## Problem to work on
Add 75 to every coordinate given in the answers to the rows below, and write all the lines out again, requests included, with the pictures left out. The sample coordinates inside the requests stay as they are.

## Data provided

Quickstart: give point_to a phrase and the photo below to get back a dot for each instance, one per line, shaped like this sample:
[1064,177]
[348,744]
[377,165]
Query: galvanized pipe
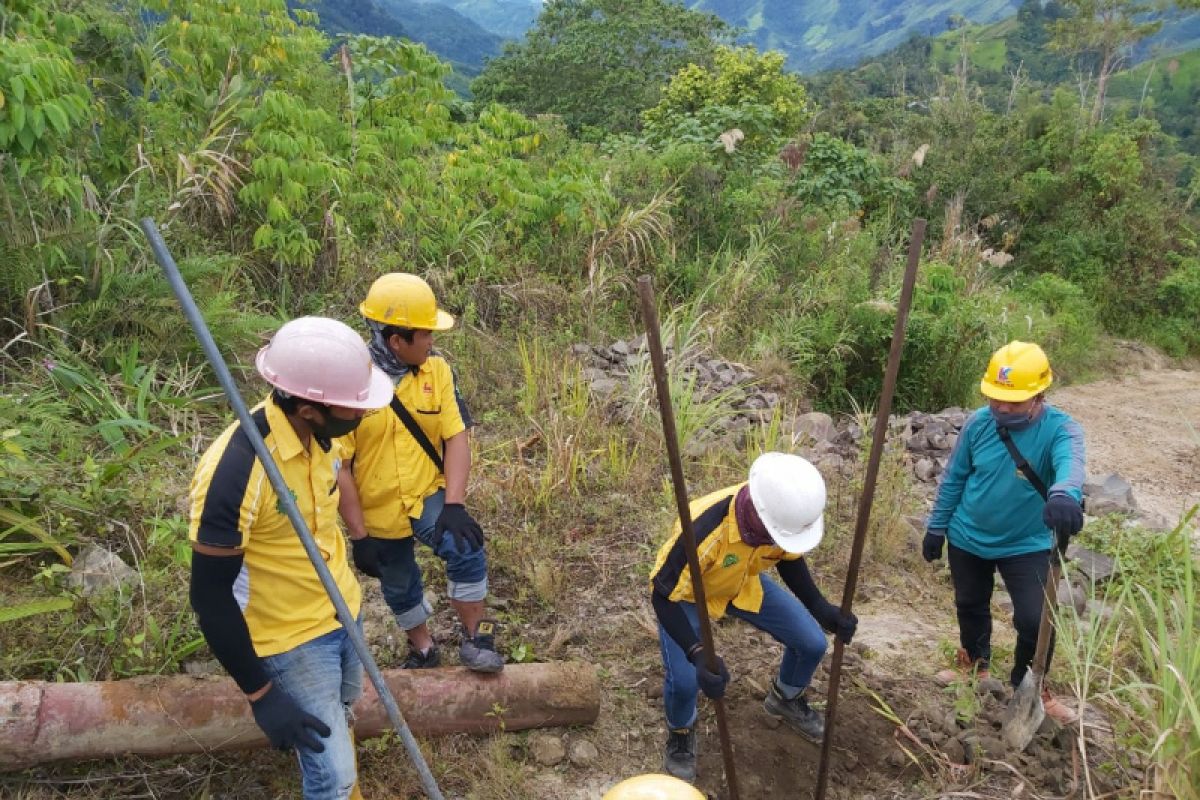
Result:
[43,721]
[289,506]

## Response
Quickstart: give point_to a phrase and the photo below to get back a dot for each instance, one per line, shaped like this sample:
[1064,177]
[348,744]
[377,165]
Query: galvanized pipe
Result:
[118,796]
[364,581]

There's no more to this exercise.